** TAREFA PROPOSTA 1 **
Por favor, reproduza na íntegra e sem nenhuma alteração o trecho sobre “Bugiaria”.

##### TRECHO EXTRAÍDO

Moacir Chaves assina a dramaturgia e a direção, estando o elenco formado por
Alberto Magalhães, Cândido Damm, Cláudio Baltar, Claudio Mendes, Josie Antello
e Orã Figueiredo.
Embora o parágrafo acima possa sugerir que
“Bugiaria” tenha como principal objetivo relatar fatos históricos, a proposta
do grupo visa fundamentalmente estabelecer relações que possibilitem um olhar
crítico. Assim, se por um lado a platéia tem acesso a informações sobre
passagens de nossa História, ao mesmo tempo a forma de narrá-las
invariavelmente contém uma opinião – nem sempre unânime, pois não raro a
postura do narrador é discreta ou acintosamente contestada pelos demais.
Quando se trata de assumir personagens, os atores o
fazem com óbvio distanciamento, deixando evidente que recursos expressivos
estão sendo acionados, muito mais do que uma busca de resultados a partir do
surrado processo de identificação. Na realidade, Moacir Chaves e seu grupo
estão contando uma história, sem dúvida, mas pondo em evidência – e em
discussão – o papel do teatro, do ator contemporâneo e das relações entre palco
e platéia.
Tal objetivo é extremamente oportuno, já que a cena
carioca passa por um momento crítico: ao mesmo tempo em que o público comparece
cada vez menos às casas de espetáculo, quando o faz quase sempre se depara com
um prolongamento da estética televisiva.

##########
##### DADOS DE ENTRADA

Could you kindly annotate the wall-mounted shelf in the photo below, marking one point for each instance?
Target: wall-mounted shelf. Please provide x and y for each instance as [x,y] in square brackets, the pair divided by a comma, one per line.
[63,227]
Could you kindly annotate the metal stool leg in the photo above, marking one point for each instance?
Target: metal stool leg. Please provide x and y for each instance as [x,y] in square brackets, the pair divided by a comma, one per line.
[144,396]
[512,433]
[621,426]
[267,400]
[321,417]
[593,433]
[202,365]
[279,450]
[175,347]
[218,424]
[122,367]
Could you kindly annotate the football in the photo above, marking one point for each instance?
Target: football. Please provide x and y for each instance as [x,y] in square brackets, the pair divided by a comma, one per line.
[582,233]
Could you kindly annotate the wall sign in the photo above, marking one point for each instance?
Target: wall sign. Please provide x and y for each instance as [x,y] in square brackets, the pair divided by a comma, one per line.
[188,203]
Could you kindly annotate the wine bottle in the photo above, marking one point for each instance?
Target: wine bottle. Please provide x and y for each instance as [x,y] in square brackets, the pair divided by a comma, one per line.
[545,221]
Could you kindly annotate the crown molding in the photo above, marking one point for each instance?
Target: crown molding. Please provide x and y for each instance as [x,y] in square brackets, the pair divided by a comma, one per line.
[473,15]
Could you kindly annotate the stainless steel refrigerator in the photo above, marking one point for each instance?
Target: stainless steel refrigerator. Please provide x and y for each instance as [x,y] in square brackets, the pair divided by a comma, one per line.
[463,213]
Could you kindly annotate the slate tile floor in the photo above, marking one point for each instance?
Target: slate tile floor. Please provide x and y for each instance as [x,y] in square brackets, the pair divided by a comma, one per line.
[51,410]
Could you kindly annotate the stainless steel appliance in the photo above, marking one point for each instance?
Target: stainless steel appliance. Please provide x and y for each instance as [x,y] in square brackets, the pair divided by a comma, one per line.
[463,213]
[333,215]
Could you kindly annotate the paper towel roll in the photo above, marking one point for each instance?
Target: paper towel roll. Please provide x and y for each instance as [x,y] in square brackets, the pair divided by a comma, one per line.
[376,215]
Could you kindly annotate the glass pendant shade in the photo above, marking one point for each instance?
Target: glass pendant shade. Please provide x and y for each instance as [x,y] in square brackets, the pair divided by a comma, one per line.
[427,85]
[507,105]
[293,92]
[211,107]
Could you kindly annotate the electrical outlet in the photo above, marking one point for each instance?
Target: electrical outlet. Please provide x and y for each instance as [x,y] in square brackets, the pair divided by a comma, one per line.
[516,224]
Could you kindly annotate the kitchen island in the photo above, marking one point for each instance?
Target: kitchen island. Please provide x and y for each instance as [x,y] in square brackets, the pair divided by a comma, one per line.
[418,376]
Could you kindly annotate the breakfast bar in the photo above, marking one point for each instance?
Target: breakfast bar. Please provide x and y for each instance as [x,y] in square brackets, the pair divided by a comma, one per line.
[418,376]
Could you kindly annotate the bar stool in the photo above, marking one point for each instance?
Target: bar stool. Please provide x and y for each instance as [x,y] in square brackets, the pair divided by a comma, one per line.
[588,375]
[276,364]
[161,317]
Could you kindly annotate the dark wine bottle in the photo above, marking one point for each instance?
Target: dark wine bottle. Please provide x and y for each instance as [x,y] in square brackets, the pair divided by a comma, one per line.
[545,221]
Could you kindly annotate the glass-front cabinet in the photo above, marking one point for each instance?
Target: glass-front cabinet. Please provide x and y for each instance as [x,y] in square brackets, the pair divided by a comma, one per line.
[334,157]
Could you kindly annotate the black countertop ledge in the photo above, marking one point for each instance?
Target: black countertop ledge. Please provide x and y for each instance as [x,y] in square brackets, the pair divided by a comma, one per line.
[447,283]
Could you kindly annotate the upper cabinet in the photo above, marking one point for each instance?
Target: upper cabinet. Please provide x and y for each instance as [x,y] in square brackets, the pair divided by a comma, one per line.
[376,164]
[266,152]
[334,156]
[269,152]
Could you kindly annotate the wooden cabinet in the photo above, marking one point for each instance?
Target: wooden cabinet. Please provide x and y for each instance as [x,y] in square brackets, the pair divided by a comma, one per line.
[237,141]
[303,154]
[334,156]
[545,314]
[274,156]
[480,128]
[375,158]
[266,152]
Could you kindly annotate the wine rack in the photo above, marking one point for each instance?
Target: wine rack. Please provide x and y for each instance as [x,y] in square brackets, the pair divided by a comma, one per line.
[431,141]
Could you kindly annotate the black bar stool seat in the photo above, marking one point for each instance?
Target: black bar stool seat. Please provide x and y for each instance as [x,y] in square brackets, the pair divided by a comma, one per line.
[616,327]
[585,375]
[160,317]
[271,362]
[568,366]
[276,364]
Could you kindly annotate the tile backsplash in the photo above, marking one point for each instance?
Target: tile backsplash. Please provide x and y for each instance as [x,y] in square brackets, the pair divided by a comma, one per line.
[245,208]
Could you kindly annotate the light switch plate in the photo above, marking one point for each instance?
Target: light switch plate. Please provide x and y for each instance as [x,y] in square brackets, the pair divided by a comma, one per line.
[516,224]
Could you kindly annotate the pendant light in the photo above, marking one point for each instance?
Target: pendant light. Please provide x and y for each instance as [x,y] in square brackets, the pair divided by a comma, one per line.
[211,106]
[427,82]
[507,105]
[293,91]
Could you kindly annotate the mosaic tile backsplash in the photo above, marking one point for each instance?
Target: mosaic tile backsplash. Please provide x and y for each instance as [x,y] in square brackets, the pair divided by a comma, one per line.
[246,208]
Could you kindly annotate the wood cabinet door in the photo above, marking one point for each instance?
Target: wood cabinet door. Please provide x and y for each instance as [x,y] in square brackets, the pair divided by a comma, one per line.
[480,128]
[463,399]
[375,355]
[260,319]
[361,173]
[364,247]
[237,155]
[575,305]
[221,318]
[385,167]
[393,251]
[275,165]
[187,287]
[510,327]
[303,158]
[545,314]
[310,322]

##########

** TAREFA PROPOSTA 2 **
Transcreva fielmente as linhas das entradas, começando pela que contém “Could you kindly annotate the black bar” e indo até a última linha das entradas, com as duas extremidades incluídas.

** RESULTADO FINAL 1 **
Moacir Chaves assina a dramaturgia e a direção, estando o elenco formado por
Alberto Magalhães, Cândido Damm, Cláudio Baltar, Claudio Mendes, Josie Antello
e Orã Figueiredo.
Embora o parágrafo acima possa sugerir que
“Bugiaria” tenha como principal objetivo relatar fatos históricos, a proposta
do grupo visa fundamentalmente estabelecer relações que possibilitem um olhar
crítico. Assim, se por um lado a platéia tem acesso a informações sobre
passagens de nossa História, ao mesmo tempo a forma de narrá-las
invariavelmente contém uma opinião – nem sempre unânime, pois não raro a
postura do narrador é discreta ou acintosamente contestada pelos demais.
Quando se trata de assumir personagens, os atores o
fazem com óbvio distanciamento, deixando evidente que recursos expressivos
estão sendo acionados, muito mais do que uma busca de resultados a partir do
surrado processo de identificação. Na realidade, Moacir Chaves e seu grupo
estão contando uma história, sem dúvida, mas pondo em evidência – e em
discussão – o papel do teatro, do ator contemporâneo e das relações entre palco
e platéia.
Tal objetivo é extremamente oportuno, já que a cena
carioca passa por um momento crítico: ao mesmo tempo em que o público comparece
cada vez menos às casas de espetáculo, quando o faz quase sempre se depara com
um prolongamento da estética televisiva.

** RESULTADO FINAL 2 **
Could you kindly annotate the black bar stool seat in the photo above, marking one point for each instance?
Target: black bar stool seat. Please provide x and y for each instance as [x,y] in square brackets, the pair divided by a comma, one per line.
[616,327]
[585,375]
[160,317]
[271,362]
[568,366]
[276,364]
Could you kindly annotate the tile backsplash in the photo above, marking one point for each instance?
Target: tile backsplash. Please provide x and y for each instance as [x,y] in square brackets, the pair divided by a comma, one per line.
[245,208]
Could you kindly annotate the light switch plate in the photo above, marking one point for each instance?
Target: light switch plate. Please provide x and y for each instance as [x,y] in square brackets, the pair divided by a comma, one per line.
[516,224]
Could you kindly annotate the pendant light in the photo above, marking one point for each instance?
Target: pendant light. Please provide x and y for each instance as [x,y] in square brackets, the pair divided by a comma, one per line.
[211,106]
[427,82]
[507,105]
[293,91]
Could you kindly annotate the mosaic tile backsplash in the photo above, marking one point for each instance?
Target: mosaic tile backsplash. Please provide x and y for each instance as [x,y] in square brackets, the pair divided by a comma, one per line.
[246,208]
Could you kindly annotate the wood cabinet door in the photo above, marking one point for each instance?
Target: wood cabinet door. Please provide x and y for each instance as [x,y] in square brackets, the pair divided by a comma, one per line.
[480,128]
[463,399]
[375,355]
[260,319]
[361,173]
[364,247]
[237,155]
[575,305]
[221,318]
[385,167]
[393,251]
[275,165]
[187,287]
[510,327]
[303,158]
[545,314]
[310,322]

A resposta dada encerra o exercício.